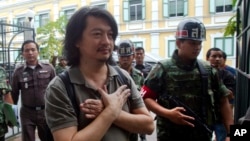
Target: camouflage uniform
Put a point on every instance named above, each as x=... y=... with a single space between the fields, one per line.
x=4 y=89
x=183 y=82
x=144 y=68
x=60 y=68
x=138 y=78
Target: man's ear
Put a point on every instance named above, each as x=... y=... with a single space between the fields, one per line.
x=178 y=43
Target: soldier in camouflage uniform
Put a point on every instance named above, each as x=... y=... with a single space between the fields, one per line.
x=179 y=77
x=5 y=96
x=62 y=65
x=126 y=57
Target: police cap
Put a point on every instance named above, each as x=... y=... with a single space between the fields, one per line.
x=125 y=48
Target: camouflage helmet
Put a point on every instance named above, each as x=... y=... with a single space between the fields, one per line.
x=191 y=29
x=125 y=48
x=61 y=58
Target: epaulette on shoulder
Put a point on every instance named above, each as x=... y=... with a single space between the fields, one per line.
x=137 y=71
x=165 y=63
x=205 y=63
x=45 y=63
x=19 y=66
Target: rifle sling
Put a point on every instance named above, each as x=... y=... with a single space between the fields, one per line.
x=204 y=82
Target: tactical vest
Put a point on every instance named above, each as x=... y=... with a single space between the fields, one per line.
x=187 y=87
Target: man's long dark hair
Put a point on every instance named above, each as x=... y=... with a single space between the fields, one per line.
x=75 y=27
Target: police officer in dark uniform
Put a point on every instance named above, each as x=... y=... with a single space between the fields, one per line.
x=5 y=96
x=31 y=79
x=126 y=57
x=179 y=79
x=144 y=67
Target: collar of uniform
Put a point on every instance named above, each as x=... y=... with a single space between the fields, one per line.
x=25 y=66
x=77 y=78
x=180 y=64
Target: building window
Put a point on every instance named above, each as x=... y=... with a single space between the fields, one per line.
x=133 y=10
x=138 y=44
x=171 y=47
x=68 y=13
x=103 y=6
x=223 y=5
x=20 y=21
x=174 y=8
x=226 y=44
x=219 y=6
x=3 y=20
x=41 y=20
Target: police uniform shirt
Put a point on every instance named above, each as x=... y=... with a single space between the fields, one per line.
x=57 y=100
x=32 y=82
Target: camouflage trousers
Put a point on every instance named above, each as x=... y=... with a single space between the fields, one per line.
x=173 y=132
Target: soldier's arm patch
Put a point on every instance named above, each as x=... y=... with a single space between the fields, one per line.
x=146 y=92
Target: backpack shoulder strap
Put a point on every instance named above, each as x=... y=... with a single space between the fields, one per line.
x=70 y=90
x=121 y=77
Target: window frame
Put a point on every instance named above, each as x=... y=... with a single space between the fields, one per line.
x=224 y=44
x=166 y=8
x=127 y=11
x=138 y=44
x=213 y=7
x=169 y=47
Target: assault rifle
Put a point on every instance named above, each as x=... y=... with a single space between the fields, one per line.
x=198 y=122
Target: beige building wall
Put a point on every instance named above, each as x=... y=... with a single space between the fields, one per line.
x=154 y=32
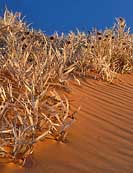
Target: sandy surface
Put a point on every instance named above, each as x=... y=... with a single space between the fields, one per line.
x=101 y=139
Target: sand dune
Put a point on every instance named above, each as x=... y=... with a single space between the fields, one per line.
x=101 y=139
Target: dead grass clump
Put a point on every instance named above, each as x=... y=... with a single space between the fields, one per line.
x=30 y=108
x=32 y=64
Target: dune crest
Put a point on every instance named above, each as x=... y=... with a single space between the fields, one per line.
x=101 y=139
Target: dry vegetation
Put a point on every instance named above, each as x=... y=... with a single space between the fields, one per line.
x=32 y=64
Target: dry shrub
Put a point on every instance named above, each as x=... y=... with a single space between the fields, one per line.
x=32 y=64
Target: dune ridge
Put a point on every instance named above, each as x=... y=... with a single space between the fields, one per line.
x=101 y=139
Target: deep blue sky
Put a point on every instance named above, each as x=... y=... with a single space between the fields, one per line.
x=67 y=15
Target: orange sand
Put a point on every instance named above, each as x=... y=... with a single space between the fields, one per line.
x=101 y=139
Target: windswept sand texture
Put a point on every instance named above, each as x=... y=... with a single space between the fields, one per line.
x=101 y=140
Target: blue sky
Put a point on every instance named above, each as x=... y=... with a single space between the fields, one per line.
x=67 y=15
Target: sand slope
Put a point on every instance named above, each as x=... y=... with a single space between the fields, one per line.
x=100 y=141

........

### Aim of the exercise
Write out, word for word, the line containing "Target: dry vegetation" and every line after it to the end of the data above.

### The result
Target: dry vegetation
Put a point on every instance named above, each as x=... y=... with a single space between the fields, one per line.
x=32 y=64
Target: dry shrub
Put a point on every instance named above, each as x=... y=... with a single space between the fields, one per line.
x=32 y=64
Target: dune ridge
Put a point on every instance named above, each as x=... y=... with a single space between the fields, one per line.
x=101 y=139
Target: deep blue sky
Put a point on every instance named above, each as x=... y=... with a single space between the fields, one per line.
x=67 y=15
Target: orange sand
Put a point on every instance named above, each as x=... y=... with a single space between the fields, one per line.
x=101 y=139
Target: windswept sand texture
Put a point on every instance named above, each as x=... y=... with a single space between the fields, one per line.
x=101 y=140
Target: blue sky
Put a point on every instance named above, each as x=... y=... with a single space between the fields, one per line.
x=67 y=15
Target: sand slope
Put a point on every instance named above, each as x=... y=... with a single space between the fields, one per line.
x=100 y=141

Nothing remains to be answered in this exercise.